▸ **과제 내용**
아래에 있는 행을 모두 번호를 매긴 목록으로 바꾸세요. 빈 줄은 목록에 넣지 마세요.

□ □ □ □ □

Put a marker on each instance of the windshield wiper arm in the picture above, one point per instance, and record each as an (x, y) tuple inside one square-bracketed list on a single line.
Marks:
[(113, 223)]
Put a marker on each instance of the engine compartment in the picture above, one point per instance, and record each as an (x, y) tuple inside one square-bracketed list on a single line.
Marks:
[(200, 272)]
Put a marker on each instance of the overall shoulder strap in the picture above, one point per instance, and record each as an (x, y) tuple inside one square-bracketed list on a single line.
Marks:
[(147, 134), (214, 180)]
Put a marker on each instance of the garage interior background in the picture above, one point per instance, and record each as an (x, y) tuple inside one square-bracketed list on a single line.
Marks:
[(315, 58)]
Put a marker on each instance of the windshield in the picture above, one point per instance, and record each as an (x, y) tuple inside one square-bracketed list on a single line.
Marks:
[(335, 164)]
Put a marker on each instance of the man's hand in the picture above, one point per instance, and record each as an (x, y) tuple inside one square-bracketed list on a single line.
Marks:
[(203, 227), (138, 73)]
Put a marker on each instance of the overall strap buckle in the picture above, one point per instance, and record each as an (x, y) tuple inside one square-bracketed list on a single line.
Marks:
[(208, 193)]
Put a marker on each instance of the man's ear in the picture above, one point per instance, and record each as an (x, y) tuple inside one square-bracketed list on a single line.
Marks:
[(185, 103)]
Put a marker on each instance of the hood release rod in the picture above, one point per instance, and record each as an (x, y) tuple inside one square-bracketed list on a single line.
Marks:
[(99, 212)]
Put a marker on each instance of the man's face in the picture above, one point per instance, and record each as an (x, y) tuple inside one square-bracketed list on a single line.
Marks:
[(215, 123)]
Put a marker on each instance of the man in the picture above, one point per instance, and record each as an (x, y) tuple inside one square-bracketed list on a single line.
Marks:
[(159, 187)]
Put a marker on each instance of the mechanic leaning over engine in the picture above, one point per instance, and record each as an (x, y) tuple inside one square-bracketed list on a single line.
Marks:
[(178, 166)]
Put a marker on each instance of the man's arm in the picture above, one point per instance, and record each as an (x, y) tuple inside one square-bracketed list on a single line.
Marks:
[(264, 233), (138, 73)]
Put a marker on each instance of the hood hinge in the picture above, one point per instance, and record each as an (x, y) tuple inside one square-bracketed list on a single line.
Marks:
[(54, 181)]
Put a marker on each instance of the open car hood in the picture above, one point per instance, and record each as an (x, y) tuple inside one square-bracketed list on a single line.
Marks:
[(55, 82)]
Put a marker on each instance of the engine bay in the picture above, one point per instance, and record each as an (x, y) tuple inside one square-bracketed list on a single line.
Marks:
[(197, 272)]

□ □ □ □ □

▸ **예상 답안**
1. Put a marker on each instance of the windshield wiper arm in the picture above, one point per instance, and record each as an (x, y) tuple inside one square-bracketed list on a single line.
2. Marks:
3. [(113, 223)]
4. Put a marker on each instance of the engine compartment in the picture above, one point per instance, and record each as an (x, y) tuple inside one square-bracketed list on a single line.
5. Marks:
6. [(200, 272)]
7. Put a marker on each instance of the overall shoulder strap in the picture above, one point per instance, and record each as an (x, y) tuple inside one square-bracketed list on a single line.
8. Marks:
9. [(147, 134), (214, 180)]
10. Put a marker on each instance of the garage interior background in the picture above, one point per instance, and record each as an (x, y) tuple inside one square-bracketed list on a single line.
11. Marks:
12. [(315, 58)]
13. Put a marker on each instance of the windshield in the picture above, one point per instance, and record each as an (x, y) tuple inside one square-bracketed list on a single line.
14. Marks:
15. [(335, 164)]
16. Put a marker on each instance of the man's hand in the picture above, one point per instance, and record each as an (x, y) tuple inside one square-bracketed list on a single line.
17. Marks:
18. [(203, 227), (138, 73)]
19. Put a marker on each instance of the overall strap buckle in the picture above, one point per instance, and record each as an (x, y) tuple inside one square-bracketed list on a single line.
20. Marks:
21. [(208, 193)]
22. Put a marker on each instance of the man's ear in the picture above, one point per instance, and record each as an (x, y) tuple inside one square-bracketed list on a single line.
23. Marks:
24. [(185, 103)]
25. Put a marker on each instance of the hood release rod in the picture above, one point per instance, and record each as an (x, y) tuple inside one square-bracketed list on a single line.
26. Marks:
27. [(99, 212)]
28. Put a marker on each instance of the man's face in the picture above, one point per instance, and record each as an (x, y) tuple inside one square-bracketed list on a single line.
29. Marks:
30. [(215, 123)]
31. Put a marker on each instance of the man in the picture above, one point per instance, and record each as an (x, y) tuple inside one square-bracketed list on a single line.
32. Marks:
33. [(159, 187)]
34. Put a marker on each instance of the mechanic leaning over engine in the picture above, one point per instance, and record each as an (x, y) tuple inside one square-bracketed list on a single line.
35. Marks:
36. [(178, 166)]
37. Put a marker on each instance of the man's arm in the picture above, one point per instance, and record each as an (x, y) tuple inside one square-bracketed list on a single line.
38. Marks:
39. [(264, 233), (138, 73)]
40. Put a marker on each instance of the hood hinge in the picture above, one point per instance, and record each as an (x, y) tuple inside one square-bracketed list on a single line.
41. Marks:
42. [(54, 181)]
43. Put a marker on each instance of the open car hood in the picture above, one point per instance, and record each as an (x, y) tuple inside one square-bracketed list on a single line.
44. Marks:
45. [(55, 82)]
46. Put a marker on each instance of the engine bay in the picture above, one point per instance, and record each as an (x, y) tuple inside one square-bracketed list on a single line.
47. Marks:
48. [(197, 272)]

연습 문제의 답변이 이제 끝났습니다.